== YOUR INSTRUCTIONS ==
Please print the data below word for word, leaving out the pictures.

(Box annotations for photos)
* Start *
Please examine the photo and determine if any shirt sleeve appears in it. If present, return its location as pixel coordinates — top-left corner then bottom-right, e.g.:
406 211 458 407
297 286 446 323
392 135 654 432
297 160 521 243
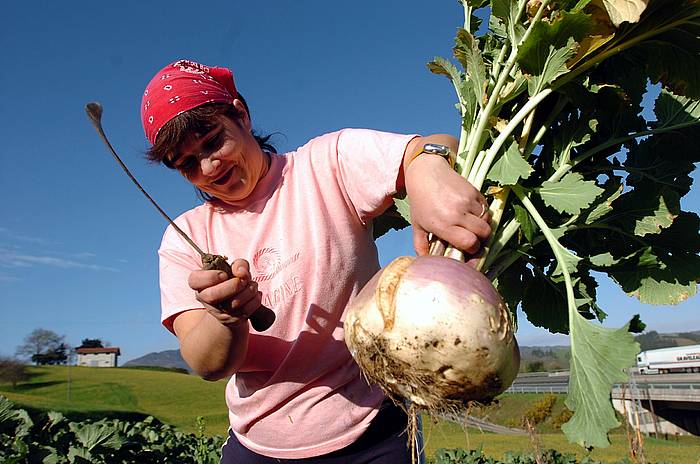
* End *
== FINISHED ANSWER ==
Please examine the photo and determine if any shirt sleeve appears in it. If present, return its location as pixel coordinates — top-left corner then bottom-right, e.g.:
406 211 458 407
297 286 446 323
392 135 654 432
297 160 521 243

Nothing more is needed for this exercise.